*TAREFA PROPOSTA 1*.
Responda, com base no trecho sobre a música amazonense:
(a) Em que viagens Euclides da Cunha falou sobre os meios-dias silenciosos?
(b) Qual grupo é citado com a música que começa por "Amazonas moreno, tuas águas sagradas"?
(c) Segundo a letra de Torrinho, o que Manaus nunca será?
*TAREFA PROPOSTA 2*. Prossiga com o trecho sobre a música amazonense a partir da última frase apresentada.

*TRECHO*.
━━━━

Como
já dizia Euclides da Cunha em suas viagens pela Amazônia sobre este paraíso perdido: “nos meios-dias
silenciosos, porque a noite são fantasticamente ruidosas”. A quantidade de
sons que emerge no meio da noite, vira música nas inspirações de nossos
compositores, que traduzem esta paisagem sonora em canção retratando a vida
sonora da floresta, expressando através da música as belezas da natureza que
clama pela sua preservação e narra as histórias reais, os mitos e as lendas
presentes no dia-a-dia da Amazônia.
Cantar a Amazônia já
faz parte da temática do cancioneiro amazonense: a fauna e a flora, a relação homem,
cidade e a natureza, a cultura ribeirinha e a linguagem cabocla dão o tom nas
composições e nas interpretações das canções dos compositores.
Estes aspectos são as
características das letras nas músicas de artistas em Manaus que podemos
encontrar representados no cotidiano da cidade, na vida do ribeirinho e nas
belezas da natureza. Podemos elencar alguns trechos de músicas que representam
estas características do canto da Amazônia:
Os que cantam a flora
e a fauna retratam a natureza, os animais, o balanço do banzeiro, o verde das
matas, enfim, como o trecho da música do grupo Raízes Caboclas: “Amazonas moreno, tuas águas sagradas, são
lindas estradas, são contos de fadas, oh meu doce rio, a canoa que passa, o voo
da garça, as gaivotas cantando em ti vão deixando o gosto de amar..”, ou retratadas nas poesias de Celdo Braga
“[...] nas vazantes borda praias onde o
rito se desova, aninha nos tabuleiros tartarugas tracajás. E no ciclo das
areias a vida eclode apressada pra ser de novo tocada pelo compasso do rio
[...].”
A relação homem,
cidade e natureza enfatiza o amor por esta terra e o cuidado que devemos ter
para preservar, há um forte sentimento de pertença, de orgulho e de preservação.
Chico da Silva canta esses sentimentos de
pertença “com as coisas tão puras, tão minhas [...]
tudo isso te faz com que eu não te deixe”; Adelson Santos pede pela
preservação “não mate a mata, não mate a
mata, a virgem verde bem que merece consideração”; Torrinho nos faz sentir orgulho
e dizer que Manaus “que nunca serás
Liverpool, com a cara sardenta e olhos azuis”. São sentimentos que
enfatizam o cuidado do filho da terra, como relata Lucinha Cabral: “sou caboquinha, da pátria d’água com muito
orgulho e farinha, sou poesia, cunhãtabim, disse o poeta maluco, olho d’água,
pedaço de mim.”

━━━━

*DADOS FORNECIDOS*.

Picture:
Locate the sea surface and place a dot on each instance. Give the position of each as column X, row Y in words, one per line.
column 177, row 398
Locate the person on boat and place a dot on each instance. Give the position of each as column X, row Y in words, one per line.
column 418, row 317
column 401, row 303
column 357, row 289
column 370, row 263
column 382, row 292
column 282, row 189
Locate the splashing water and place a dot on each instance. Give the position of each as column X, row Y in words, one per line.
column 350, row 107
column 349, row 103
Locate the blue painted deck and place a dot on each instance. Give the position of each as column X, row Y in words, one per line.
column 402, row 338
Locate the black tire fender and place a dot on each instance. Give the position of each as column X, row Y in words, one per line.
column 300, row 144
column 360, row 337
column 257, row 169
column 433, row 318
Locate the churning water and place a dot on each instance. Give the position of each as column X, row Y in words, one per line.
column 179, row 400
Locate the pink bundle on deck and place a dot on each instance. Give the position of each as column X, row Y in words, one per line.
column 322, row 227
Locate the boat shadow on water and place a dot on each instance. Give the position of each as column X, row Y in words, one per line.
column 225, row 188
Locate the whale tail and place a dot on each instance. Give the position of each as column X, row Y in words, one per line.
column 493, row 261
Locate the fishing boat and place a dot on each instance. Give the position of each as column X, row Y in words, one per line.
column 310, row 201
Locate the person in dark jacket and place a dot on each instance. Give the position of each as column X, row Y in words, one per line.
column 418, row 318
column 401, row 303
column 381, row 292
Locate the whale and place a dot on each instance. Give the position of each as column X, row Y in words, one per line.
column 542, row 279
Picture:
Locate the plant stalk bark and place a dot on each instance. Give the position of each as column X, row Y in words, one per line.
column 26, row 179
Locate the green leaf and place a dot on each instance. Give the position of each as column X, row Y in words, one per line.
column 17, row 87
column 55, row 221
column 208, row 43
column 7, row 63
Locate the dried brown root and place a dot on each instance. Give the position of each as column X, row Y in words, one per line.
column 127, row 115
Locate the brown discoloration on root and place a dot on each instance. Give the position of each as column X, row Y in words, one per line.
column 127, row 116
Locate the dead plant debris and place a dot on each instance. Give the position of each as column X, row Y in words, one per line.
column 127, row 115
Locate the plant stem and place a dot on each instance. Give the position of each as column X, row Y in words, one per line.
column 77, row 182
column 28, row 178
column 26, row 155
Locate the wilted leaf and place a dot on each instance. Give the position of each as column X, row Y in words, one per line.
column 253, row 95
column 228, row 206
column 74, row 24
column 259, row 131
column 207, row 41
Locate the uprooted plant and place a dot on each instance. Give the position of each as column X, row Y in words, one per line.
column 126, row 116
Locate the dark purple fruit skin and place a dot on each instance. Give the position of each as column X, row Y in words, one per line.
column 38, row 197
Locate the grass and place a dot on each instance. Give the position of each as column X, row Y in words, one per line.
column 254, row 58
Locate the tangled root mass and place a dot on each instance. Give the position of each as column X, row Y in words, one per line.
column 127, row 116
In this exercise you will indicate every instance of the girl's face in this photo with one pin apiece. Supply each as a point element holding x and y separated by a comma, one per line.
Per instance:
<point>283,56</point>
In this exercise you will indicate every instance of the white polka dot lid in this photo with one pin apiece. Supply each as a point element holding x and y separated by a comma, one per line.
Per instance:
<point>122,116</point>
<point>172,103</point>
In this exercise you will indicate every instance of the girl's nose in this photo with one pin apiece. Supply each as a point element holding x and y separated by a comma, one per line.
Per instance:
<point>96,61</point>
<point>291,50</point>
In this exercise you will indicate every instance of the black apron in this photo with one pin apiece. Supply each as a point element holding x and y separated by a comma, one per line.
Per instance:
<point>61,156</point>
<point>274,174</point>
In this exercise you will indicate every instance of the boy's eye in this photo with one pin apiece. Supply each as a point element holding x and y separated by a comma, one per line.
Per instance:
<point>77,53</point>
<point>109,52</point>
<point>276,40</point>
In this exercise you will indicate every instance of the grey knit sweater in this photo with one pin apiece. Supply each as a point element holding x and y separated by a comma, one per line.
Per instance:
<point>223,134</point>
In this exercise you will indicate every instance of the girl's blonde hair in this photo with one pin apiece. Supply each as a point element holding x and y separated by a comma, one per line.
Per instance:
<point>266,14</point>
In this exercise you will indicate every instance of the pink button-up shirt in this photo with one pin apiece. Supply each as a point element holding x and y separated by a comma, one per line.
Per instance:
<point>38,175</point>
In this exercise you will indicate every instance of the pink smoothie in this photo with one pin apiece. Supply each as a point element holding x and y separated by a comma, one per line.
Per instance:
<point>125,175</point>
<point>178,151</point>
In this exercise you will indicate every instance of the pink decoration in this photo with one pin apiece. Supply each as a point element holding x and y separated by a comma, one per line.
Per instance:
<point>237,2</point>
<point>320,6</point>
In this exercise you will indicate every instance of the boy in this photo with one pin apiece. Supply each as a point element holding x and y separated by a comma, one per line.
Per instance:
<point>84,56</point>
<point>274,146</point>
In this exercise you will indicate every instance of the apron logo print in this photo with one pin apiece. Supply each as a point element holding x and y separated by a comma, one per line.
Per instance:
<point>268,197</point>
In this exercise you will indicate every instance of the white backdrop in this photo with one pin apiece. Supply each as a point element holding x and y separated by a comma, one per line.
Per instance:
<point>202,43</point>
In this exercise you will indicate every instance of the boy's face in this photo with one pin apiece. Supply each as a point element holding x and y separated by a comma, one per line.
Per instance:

━━━━

*RESPOSTA 1*.
(a) Em suas viagens pela Amazônia.
(b) O grupo Raízes Caboclas.
(c) Liverpool, "com a cara sardenta e olhos azuis".

*RESPOSTA 2*.
Um
aspecto a salientar é a vida do ribeirinho nas composições, dos costumes aos
hábitos que o homem ribeirinho possui para sobreviver em harmonia com a
natureza, como na canção de Ketlen Nascimento: “A canoa navega sobre as águas com o caboclo na proa a seguir, e o
canto dos pássaros entoa sinfonia que alegra o curumim, o uirapuru que rege a
melodia com o canto perfeito de se ouvir!! E os mistérios que adentram as
florestas que, o ribeirinho conta com prazer, ao seu filho ensina os valores
que a natureza tem a oferecer...”
A
linguagem cabocla se refere às palavras regionais que são normalmente faladas
no cotidiano como leso, pitiú, baré, bem
ali, tucupi, enfim, palavras que se tornam expressões como leseira baré, a mais
falada. Nicolas Junior faz um estudo dessas palavras em sua canção O Amazonês: "espia maninho, eu sou dessas paragens, das banda de cima do lado de cá, eu não sou leso, nem tico bodó, mas boto no toco se tu me triscá" (marrapá)
Estes quatro aspectos retratam o cancioneiro amazônico no que diz respeito a letra: enfatizando as características presentes nas canções - de uma poética rica em elementos da cultura amazônica e de valoração da identidade cultural.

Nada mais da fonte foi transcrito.